> **AVAILABLE RECORDS**
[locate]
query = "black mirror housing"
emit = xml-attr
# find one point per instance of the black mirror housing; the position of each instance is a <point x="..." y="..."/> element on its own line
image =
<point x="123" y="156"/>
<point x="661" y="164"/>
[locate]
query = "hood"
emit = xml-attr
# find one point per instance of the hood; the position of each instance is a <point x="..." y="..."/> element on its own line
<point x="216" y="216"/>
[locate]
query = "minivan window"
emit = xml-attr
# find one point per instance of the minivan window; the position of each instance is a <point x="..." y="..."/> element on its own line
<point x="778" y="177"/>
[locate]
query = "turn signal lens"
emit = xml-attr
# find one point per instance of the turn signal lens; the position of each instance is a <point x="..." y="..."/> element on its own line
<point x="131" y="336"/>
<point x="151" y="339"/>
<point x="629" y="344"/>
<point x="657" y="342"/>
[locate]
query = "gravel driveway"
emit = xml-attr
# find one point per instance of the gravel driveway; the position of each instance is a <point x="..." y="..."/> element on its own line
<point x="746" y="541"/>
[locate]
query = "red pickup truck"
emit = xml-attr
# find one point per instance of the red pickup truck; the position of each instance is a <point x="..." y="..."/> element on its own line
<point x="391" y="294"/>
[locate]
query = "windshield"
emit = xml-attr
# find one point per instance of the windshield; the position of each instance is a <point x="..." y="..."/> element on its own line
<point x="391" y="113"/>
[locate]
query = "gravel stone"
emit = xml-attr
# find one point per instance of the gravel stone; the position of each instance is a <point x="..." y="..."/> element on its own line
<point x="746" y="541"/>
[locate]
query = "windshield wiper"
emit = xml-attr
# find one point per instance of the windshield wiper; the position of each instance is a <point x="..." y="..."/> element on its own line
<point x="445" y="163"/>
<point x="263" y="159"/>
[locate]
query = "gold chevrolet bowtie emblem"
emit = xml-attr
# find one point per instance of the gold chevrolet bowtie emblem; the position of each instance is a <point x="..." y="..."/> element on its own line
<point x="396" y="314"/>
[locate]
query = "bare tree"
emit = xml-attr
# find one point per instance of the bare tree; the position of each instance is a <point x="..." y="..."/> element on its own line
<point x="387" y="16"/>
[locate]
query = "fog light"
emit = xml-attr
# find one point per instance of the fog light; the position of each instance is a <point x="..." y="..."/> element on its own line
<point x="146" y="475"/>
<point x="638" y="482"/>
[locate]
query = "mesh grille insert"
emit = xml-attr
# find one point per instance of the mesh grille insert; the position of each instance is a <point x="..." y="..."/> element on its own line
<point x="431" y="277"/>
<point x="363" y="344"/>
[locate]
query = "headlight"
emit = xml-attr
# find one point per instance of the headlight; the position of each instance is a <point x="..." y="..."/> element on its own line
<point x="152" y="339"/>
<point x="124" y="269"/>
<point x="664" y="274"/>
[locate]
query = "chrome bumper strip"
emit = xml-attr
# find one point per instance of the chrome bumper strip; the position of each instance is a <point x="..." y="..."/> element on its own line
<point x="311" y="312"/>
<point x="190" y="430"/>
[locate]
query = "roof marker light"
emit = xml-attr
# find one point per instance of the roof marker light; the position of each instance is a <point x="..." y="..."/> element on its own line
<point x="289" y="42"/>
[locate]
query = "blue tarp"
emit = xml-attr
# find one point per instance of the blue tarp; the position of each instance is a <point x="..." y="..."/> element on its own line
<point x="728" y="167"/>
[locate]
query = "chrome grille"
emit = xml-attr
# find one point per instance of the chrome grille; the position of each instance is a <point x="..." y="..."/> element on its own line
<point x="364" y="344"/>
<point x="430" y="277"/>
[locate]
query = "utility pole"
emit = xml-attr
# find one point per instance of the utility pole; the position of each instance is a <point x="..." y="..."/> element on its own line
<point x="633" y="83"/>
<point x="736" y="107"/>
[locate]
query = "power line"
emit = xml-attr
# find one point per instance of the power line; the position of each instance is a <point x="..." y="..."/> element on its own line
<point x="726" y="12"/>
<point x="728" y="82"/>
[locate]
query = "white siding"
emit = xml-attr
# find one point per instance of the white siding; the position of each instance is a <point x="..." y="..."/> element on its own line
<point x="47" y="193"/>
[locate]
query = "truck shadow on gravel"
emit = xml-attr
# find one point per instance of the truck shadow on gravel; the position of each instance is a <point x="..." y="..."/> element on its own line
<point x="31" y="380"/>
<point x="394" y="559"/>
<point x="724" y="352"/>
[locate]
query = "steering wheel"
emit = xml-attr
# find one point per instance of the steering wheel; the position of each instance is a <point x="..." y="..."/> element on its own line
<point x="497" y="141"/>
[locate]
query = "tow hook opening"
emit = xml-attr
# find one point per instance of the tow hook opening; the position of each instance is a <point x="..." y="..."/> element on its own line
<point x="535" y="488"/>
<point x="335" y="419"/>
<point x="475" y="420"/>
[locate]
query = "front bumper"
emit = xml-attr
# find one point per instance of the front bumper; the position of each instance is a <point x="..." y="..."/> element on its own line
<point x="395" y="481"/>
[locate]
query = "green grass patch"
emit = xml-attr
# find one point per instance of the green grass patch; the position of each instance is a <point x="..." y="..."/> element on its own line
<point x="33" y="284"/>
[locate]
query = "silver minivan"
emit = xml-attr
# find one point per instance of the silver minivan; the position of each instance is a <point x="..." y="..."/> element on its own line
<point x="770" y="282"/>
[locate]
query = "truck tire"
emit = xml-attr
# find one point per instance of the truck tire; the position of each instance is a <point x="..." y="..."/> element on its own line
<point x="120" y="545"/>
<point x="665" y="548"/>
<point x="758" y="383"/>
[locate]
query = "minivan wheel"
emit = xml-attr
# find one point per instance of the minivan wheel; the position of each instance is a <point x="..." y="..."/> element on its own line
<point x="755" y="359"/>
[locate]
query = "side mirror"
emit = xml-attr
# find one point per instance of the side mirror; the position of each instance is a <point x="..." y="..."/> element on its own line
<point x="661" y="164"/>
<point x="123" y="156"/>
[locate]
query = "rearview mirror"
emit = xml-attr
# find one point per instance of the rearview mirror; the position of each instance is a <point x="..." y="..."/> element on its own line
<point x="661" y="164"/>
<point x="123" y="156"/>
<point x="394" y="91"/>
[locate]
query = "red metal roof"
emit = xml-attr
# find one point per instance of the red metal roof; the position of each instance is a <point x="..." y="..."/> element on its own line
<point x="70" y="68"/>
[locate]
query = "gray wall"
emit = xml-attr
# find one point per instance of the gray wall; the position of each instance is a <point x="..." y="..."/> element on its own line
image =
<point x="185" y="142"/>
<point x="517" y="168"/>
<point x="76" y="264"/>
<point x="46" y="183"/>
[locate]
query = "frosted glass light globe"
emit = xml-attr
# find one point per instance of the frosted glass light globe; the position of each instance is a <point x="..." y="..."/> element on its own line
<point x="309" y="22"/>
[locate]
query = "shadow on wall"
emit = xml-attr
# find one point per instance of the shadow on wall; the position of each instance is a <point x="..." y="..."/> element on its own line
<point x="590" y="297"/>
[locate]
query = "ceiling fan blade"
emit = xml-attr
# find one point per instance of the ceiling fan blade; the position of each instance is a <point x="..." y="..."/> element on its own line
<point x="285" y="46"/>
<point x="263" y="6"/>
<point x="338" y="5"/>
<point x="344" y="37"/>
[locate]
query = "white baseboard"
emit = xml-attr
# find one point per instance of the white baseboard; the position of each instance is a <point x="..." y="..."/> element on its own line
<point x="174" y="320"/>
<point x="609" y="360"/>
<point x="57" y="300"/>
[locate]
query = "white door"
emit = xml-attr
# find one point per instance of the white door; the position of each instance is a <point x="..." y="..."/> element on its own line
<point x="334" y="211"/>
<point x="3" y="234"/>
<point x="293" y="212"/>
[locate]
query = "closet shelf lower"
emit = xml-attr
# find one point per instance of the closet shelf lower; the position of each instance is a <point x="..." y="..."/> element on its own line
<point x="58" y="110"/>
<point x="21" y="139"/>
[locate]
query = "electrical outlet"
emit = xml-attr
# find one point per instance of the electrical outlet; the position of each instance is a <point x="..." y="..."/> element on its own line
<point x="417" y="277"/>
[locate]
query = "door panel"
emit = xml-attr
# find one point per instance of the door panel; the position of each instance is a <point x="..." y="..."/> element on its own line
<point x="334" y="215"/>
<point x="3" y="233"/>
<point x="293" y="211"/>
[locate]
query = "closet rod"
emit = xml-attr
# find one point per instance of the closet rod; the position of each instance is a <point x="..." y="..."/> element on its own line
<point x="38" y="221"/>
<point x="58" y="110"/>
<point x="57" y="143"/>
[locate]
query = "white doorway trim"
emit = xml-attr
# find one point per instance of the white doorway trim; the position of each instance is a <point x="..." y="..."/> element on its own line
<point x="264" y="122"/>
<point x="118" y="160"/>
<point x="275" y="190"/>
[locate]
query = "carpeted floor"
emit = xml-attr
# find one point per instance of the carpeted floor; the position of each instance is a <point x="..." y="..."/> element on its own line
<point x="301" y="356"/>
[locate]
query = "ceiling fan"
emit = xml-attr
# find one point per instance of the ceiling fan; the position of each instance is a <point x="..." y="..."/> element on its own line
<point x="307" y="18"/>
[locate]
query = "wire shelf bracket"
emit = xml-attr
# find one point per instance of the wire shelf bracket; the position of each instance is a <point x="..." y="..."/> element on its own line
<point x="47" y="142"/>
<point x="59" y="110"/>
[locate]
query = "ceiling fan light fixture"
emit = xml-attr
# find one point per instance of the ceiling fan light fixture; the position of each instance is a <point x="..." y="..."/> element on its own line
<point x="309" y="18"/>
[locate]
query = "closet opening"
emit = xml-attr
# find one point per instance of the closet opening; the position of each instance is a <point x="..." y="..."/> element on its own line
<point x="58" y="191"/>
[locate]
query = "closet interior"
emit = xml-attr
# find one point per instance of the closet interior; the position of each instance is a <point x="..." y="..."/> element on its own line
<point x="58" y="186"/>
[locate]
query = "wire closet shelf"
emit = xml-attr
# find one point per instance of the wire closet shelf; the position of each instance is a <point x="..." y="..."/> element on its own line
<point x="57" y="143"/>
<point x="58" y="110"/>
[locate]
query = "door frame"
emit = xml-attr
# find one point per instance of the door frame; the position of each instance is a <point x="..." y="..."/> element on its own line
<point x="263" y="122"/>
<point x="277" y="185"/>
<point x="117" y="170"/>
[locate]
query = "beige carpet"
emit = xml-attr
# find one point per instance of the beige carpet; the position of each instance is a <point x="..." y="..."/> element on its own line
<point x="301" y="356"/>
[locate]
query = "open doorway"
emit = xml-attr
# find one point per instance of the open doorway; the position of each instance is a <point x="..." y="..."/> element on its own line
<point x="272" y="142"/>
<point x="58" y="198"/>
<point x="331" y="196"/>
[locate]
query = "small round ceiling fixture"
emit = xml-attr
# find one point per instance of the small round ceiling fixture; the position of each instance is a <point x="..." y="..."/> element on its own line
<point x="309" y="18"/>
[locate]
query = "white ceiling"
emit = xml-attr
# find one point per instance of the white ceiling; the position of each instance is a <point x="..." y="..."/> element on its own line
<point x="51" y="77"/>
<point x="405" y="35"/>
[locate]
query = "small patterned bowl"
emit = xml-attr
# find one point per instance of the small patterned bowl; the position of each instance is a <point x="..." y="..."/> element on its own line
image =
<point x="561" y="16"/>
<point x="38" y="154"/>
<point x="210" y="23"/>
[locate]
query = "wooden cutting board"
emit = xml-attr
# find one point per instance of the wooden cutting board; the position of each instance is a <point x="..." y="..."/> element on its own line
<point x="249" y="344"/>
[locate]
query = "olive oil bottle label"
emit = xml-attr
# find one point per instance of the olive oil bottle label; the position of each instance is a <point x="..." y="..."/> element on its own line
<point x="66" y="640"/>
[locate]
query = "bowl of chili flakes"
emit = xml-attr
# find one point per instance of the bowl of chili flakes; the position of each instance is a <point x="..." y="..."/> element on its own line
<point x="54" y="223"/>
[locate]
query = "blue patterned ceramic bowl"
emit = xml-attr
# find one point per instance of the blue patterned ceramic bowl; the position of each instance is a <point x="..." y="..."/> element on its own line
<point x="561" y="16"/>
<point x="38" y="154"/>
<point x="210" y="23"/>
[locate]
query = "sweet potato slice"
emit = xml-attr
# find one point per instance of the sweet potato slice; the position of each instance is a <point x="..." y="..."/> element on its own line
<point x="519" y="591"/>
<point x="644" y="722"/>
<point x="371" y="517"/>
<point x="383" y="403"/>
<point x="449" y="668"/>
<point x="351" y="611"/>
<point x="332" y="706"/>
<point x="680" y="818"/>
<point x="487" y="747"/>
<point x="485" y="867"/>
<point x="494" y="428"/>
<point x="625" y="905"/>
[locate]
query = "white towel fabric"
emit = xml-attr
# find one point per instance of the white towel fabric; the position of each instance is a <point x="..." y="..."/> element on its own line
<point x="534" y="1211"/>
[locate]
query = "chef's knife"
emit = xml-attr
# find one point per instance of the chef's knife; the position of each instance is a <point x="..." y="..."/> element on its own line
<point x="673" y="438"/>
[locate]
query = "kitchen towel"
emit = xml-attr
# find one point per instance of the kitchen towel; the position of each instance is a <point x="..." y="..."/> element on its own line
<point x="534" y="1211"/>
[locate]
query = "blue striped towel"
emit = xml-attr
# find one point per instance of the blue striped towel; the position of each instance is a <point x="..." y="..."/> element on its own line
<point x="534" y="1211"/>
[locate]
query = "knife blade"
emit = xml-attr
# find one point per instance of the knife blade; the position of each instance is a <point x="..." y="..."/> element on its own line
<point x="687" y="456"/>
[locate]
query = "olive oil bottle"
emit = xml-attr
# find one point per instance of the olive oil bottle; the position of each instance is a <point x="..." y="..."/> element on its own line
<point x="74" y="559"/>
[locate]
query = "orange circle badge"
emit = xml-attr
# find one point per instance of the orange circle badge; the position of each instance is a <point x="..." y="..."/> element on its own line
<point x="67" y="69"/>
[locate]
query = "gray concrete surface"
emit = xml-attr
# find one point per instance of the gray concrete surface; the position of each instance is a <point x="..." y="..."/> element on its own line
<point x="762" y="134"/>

> **REQUIREMENTS**
Please pick out and copy every line above that contains the word "pickup". Case counts, so skip any line where it appears only with different capitalization.

> **REPLY TO THE EXERCISE**
query = "red pickup truck"
# find one point per instance of the red pickup truck; the position of each instance is a <point x="..." y="..."/> element on its own line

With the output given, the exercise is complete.